**THE PROBLEM:** How many lines in the data below contain the string "brown"? Reply with the number alone.
start SUPPLIED DATA
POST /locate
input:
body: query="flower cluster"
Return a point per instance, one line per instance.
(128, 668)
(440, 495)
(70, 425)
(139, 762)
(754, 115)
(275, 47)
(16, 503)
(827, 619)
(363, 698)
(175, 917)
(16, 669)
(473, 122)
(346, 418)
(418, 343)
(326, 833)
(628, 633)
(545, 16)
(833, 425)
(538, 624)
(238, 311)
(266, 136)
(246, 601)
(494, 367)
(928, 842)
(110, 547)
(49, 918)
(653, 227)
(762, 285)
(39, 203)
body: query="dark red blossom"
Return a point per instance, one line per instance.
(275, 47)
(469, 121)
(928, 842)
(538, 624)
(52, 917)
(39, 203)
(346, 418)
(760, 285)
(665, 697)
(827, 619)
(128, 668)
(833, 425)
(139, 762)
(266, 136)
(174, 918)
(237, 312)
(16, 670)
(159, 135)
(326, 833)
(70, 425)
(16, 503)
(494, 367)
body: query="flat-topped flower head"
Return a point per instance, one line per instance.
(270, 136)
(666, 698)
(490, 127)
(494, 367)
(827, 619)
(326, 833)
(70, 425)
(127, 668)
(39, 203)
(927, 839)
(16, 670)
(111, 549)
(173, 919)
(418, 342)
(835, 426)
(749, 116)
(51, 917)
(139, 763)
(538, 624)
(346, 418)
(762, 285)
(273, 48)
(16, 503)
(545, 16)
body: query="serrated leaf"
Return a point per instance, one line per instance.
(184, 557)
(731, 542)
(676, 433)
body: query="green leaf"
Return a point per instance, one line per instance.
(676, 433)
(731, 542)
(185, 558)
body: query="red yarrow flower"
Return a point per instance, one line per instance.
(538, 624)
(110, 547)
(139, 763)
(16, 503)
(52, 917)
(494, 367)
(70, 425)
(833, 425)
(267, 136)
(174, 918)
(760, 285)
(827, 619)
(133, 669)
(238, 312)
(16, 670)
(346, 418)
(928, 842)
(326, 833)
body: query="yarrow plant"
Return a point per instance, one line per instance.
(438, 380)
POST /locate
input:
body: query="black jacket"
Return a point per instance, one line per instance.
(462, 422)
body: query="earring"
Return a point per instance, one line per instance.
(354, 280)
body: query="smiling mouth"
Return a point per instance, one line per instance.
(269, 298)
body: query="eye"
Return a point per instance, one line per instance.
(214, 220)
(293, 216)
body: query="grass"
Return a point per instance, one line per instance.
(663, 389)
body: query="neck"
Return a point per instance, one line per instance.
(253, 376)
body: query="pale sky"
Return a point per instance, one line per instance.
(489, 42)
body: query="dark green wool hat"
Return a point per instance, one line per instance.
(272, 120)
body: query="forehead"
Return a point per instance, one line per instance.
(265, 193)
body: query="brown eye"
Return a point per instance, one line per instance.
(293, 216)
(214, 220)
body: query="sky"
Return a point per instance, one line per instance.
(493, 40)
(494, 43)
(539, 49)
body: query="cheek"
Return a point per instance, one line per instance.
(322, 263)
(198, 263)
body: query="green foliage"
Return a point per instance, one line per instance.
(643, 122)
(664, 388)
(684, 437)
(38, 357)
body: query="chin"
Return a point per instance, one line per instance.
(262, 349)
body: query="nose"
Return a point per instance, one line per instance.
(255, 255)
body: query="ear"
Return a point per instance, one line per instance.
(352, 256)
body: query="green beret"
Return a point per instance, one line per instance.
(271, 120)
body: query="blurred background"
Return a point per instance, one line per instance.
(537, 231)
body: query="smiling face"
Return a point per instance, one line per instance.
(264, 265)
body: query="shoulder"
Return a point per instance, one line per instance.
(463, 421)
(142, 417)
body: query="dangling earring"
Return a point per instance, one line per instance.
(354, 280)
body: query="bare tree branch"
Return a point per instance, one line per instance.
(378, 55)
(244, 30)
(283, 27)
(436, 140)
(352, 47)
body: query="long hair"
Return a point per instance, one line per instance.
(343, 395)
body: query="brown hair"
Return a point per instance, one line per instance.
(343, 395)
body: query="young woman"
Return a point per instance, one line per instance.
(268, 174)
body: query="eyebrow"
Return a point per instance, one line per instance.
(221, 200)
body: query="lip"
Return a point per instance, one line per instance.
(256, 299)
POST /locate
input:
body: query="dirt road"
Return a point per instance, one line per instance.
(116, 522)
end SUPPLIED DATA
**COMPLETE OUTPUT:** 2